***** TEXT EXCERPT

I suspect this might be related to issue #1823

@gs-olive
Copy link
Collaborator

Hi @bjaeger1 - could you test your model with PR #1859? We recently identified an issue in torch::jit::EliminateExceptions, and fixed it in that PR, which is pending review. This may resolve the issue with your model as well.

@bjaeger1
Copy link
Author

bjaeger1 commented Jul 6, 2023

Hi @gs-olive - I just tried out the PR #1859.
However I was not able to successfully build torch-tensorrt.

After building the docker image with:

DOCKER_BUILDKIT=1 docker build --build-arg BASE=23.06 --build-arg CUDNN_VERSION=8.9 --build-arg TENSORRT_VERSION=8.6 --build-arg PYTHON_VERSION=3.10 -f docker/Dockerfile -t torch_tensorrt:latest .

and running the container:

nvidia-docker run --gpus all -it --shm-size=8gb --env="DISPLAY" --volume="/tmp/.X11-unix:/tmp/.X11-unix:rw" --name=torch_tensorrt --ipc=host --net=host torch_tensorrt:latest

it fails when checking if torch-tensorrt was compiled successfully:

bazel test //tests/core/conversion/converters:test_activation --compilation_mode=opt --test_output=summary --config use_precompiled_torchtrt --config pre_cxx11_abi

ERROR:
2023/07/06 13:45:54 Downloading https://releases.bazel.build/5.2.0/release/bazel-5.2.0-linux-x86_64...
Extracting Bazel installation...
Starting local Bazel server and connecting to it...

**********
***** RECORDED INFORMATION

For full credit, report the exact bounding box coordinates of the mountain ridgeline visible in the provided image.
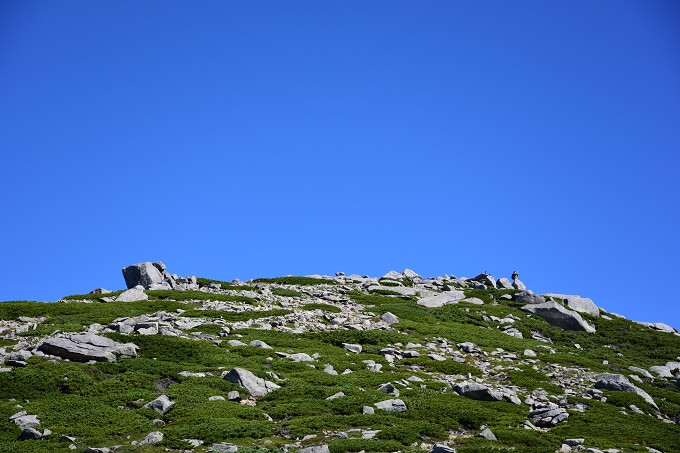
[0,262,680,453]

**********

__REQUIREMENTS__:
**a.** Copy out the forum thread above word for word, everything from "nvidia-docker run --gpus" down to "Extracting Bazel installation...".
**b.** In the forum thread above, why did gs-olive ask bjaeger1 to test the model with PR #1859? Answer in one to three sentences.

__RESPONSES TO THE TASKS__:
**a.**
nvidia-docker run --gpus all -it --shm-size=8gb --env="DISPLAY" --volume="/tmp/.X11-unix:/tmp/.X11-unix:rw" --name=torch_tensorrt --ipc=host --net=host torch_tensorrt:latest

it fails when checking if torch-tensorrt was compiled successfully:

bazel test //tests/core/conversion/converters:test_activation --compilation_mode=opt --test_output=summary --config use_precompiled_torchtrt --config pre_cxx11_abi

ERROR:
2023/07/06 13:45:54 Downloading https://releases.bazel.build/5.2.0/release/bazel-5.2.0-linux-x86_64...
Extracting Bazel installation...

**b.** An issue in torch::jit::EliminateExceptions had recently been identified and fixed in PR #1859, which was pending review. That fix might resolve the issue with bjaeger1's model as well.